Records from a data source:
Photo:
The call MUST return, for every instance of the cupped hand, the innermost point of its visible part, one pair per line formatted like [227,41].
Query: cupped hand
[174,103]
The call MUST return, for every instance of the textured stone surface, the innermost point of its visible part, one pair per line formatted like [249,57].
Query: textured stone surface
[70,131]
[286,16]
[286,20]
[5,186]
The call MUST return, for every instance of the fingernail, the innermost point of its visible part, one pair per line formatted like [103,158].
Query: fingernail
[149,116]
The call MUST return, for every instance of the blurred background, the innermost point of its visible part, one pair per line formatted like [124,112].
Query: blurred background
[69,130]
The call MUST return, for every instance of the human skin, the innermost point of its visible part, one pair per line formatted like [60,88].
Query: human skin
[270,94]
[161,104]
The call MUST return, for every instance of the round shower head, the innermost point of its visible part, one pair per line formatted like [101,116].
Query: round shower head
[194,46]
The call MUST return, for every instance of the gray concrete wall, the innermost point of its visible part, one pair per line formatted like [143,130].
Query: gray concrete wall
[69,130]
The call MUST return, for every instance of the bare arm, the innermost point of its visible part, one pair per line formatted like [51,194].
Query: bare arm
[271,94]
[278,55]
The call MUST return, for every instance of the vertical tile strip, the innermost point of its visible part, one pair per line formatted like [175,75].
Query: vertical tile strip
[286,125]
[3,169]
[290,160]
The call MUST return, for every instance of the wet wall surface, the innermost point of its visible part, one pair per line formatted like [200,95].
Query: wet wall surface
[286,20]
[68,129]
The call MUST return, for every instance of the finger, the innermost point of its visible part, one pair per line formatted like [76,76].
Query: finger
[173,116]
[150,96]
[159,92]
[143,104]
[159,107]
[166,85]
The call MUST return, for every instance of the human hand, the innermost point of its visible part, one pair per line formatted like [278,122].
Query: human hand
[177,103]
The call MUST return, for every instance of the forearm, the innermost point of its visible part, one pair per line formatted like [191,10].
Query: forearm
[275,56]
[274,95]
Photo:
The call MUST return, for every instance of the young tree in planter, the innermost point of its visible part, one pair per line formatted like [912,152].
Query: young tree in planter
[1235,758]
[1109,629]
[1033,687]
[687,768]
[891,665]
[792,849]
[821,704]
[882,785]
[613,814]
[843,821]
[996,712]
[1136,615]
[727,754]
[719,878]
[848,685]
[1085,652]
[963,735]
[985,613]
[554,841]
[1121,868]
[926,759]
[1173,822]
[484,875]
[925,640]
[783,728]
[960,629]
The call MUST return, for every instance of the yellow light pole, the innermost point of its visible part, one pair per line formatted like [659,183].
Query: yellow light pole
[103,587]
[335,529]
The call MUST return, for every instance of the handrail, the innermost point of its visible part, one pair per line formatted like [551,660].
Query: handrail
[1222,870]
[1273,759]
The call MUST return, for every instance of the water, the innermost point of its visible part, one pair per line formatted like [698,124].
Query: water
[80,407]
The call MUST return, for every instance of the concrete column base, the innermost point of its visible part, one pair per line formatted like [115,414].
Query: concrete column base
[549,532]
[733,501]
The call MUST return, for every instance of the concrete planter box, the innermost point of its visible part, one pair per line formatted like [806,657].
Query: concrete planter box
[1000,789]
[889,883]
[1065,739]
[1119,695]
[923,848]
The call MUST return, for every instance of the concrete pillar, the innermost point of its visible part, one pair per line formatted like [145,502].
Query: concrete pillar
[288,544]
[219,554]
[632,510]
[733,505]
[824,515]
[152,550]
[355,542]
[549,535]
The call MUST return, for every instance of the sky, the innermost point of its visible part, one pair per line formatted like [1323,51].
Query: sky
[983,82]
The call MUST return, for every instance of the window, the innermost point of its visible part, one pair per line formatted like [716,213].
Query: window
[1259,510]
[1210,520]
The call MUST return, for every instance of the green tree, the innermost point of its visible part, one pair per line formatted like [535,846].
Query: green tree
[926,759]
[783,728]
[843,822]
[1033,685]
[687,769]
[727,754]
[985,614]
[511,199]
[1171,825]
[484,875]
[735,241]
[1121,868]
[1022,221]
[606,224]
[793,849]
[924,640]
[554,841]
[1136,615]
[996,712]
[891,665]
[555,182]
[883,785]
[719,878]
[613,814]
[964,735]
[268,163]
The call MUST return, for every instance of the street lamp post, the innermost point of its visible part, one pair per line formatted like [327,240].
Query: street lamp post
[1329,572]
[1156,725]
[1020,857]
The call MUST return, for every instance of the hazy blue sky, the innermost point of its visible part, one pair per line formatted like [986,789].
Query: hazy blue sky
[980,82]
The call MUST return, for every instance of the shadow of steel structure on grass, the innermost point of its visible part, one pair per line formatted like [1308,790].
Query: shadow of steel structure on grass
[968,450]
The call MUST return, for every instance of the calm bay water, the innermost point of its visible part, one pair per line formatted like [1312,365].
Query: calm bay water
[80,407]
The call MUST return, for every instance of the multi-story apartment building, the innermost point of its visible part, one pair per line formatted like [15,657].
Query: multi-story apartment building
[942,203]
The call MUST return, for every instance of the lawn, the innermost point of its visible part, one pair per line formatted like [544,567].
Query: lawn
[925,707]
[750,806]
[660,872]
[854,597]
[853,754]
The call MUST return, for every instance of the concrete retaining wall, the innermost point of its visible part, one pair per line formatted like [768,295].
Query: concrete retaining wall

WHAT TO DO: Rewrite all of the material above with "innermost point" changed to "central point" wherever it occurs, leaving everything else untouched.

COMPLETED TASK:
Photo:
The call MUST return, for every instance of the cupped hand, the central point of its visible part, one pair per line formatted like [227,41].
Query: cupped hand
[174,103]
The call MUST return, for every instance of the textured stone surface, the central point of its visible part, one pair per line formatted like [249,57].
Query: textured stone surface
[70,131]
[286,16]
[286,20]
[5,186]
The call MUST return, for every instance of the fingernail, the central point of its visible part, one pair per line formatted like [103,158].
Query: fingernail
[149,116]
The call MUST return, for every instance of the blurred background, the central point of its visible part, one pair per line formatted like [124,112].
Query: blurred background
[69,130]
The call MUST return, for every instance of the human skin, the central point of its visible part, one pair per line formatted like [60,88].
Query: human skin
[270,94]
[161,104]
The call MUST return, for every instance of the round shower head, the central point of its visible part, one pair per line formatted like [101,116].
Query: round shower head
[194,46]
The call MUST return, for every instance of the gray concrete wall, the central point of its visible part, one pair per line formatted like [143,130].
Query: gray concrete wall
[69,130]
The call MUST return, for every instance of the bare arm, the central point of its visible part, one pair per line formatted like [51,194].
Query: bare arm
[271,94]
[278,55]
The call MUST return, for every instance of the vertical tile strip, the central point of its visible part, one pair per line formatted like [175,75].
Query: vertical tile strip
[286,125]
[3,169]
[290,160]
The call MUST return, for every instance of the wet wall surface, the central point of its visible part, one pair per line formatted like [200,95].
Query: wet wall surface
[286,20]
[68,129]
The call MUST return, for every instance of the finger, the central point of its visible part, one pair per line formatted like [76,76].
Query: finger
[173,116]
[150,96]
[159,92]
[143,104]
[159,107]
[166,85]
The call MUST return, for every instance of the human hand, the central point of its visible part, one pair per line formatted like [278,122].
Query: human hand
[177,103]
The call MUST return, for every instance of the forearm, the central point of its visible part, one pair per line formatted like [191,10].
Query: forearm
[275,56]
[274,95]
Photo:
The call MUST return, for every instance of the young tree in planter, the central point of its visible part, one pair per line formatted like [912,152].
Query: young tree in planter
[1235,758]
[1109,629]
[1033,687]
[687,768]
[891,665]
[792,849]
[821,704]
[882,785]
[613,814]
[843,821]
[996,712]
[1136,615]
[727,754]
[719,878]
[848,685]
[1085,652]
[963,735]
[985,613]
[554,841]
[1121,868]
[926,759]
[1173,822]
[484,875]
[925,640]
[783,728]
[960,629]
The call MUST return, for every instance of the yellow light pole, the central point of its visible part, one pair per line formatted like [659,183].
Query: yellow light pole
[103,587]
[335,529]
The call MUST return, for every instance of the handrail, the central point of its visible part, one pair per line formatted like [551,660].
Query: handrail
[1222,870]
[1273,759]
The call MUST return, for every instance of the water, the central point of its visible part, one pair per line formatted like [698,124].
Query: water
[80,407]
The call MUST return, for every instance of the concrete column base, the central point of its visible part, one pair per line formatted like [115,414].
Query: concrete column base
[549,532]
[733,501]
The call MUST return, for every instance of the concrete planter box, the central point of its visible part, one pair per line formatted like [806,657].
Query: concrete planter box
[1000,789]
[889,883]
[1065,739]
[1119,695]
[923,848]
The call MUST return, for every instance of the concrete pillar, the central point of its visible part, one pair per line formatted like [145,502].
Query: concrete pillar
[288,544]
[219,554]
[632,510]
[733,505]
[824,515]
[152,550]
[355,542]
[549,535]
The call MUST return, for every instance of the sky, the central point of its visible part, one pair per line formatted like [1323,51].
Query: sky
[983,82]
The call MUST return, for every instance of the window, the central point of its visible part, one pair per line formatted like [716,213].
Query: window
[1259,510]
[1210,520]
The call MUST return, for every instance of the green tree, the central point of its visible part, one pair per line formatted like [535,846].
Query: green tree
[926,759]
[783,728]
[843,822]
[1033,685]
[687,769]
[727,754]
[985,614]
[511,199]
[1171,825]
[484,875]
[735,241]
[1121,868]
[1022,221]
[606,224]
[793,849]
[924,640]
[554,841]
[1136,615]
[996,712]
[891,665]
[555,182]
[883,785]
[719,878]
[613,814]
[964,735]
[268,163]
The call MUST return, for every instance of the street lamp post, the central point of its visible part, one pair per line formatted like [327,240].
Query: street lamp post
[1329,572]
[1156,725]
[1020,857]
The call MUST return, for every instance of the hazy blue sky, the central point of its visible part, one pair per line formatted like [986,789].
Query: hazy blue sky
[980,82]
The call MUST return, for every instance of the shadow of steel structure on grass, the central point of its visible part, one pair per line formatted like [1308,790].
Query: shadow of steel structure on grass
[968,450]
The call MUST return, for every instance of the calm bay water, the central point of its visible part, one pair per line formatted like [1312,365].
Query: calm bay water
[80,407]
The call MUST return, for every instance of the multi-story apartment building, the central point of its visible part, one pair per line formatted like [15,657].
Query: multi-story apartment building
[942,203]
The call MUST return, for every instance of the lawn, the central point of its visible part, one pair per line formatted like [544,567].
Query: lawn
[925,707]
[750,806]
[660,872]
[854,597]
[853,754]
The call MUST return, for every instance of the concrete retaining wall, the central point of its visible part, one pair per line formatted like [768,295].
Query: concrete retaining wall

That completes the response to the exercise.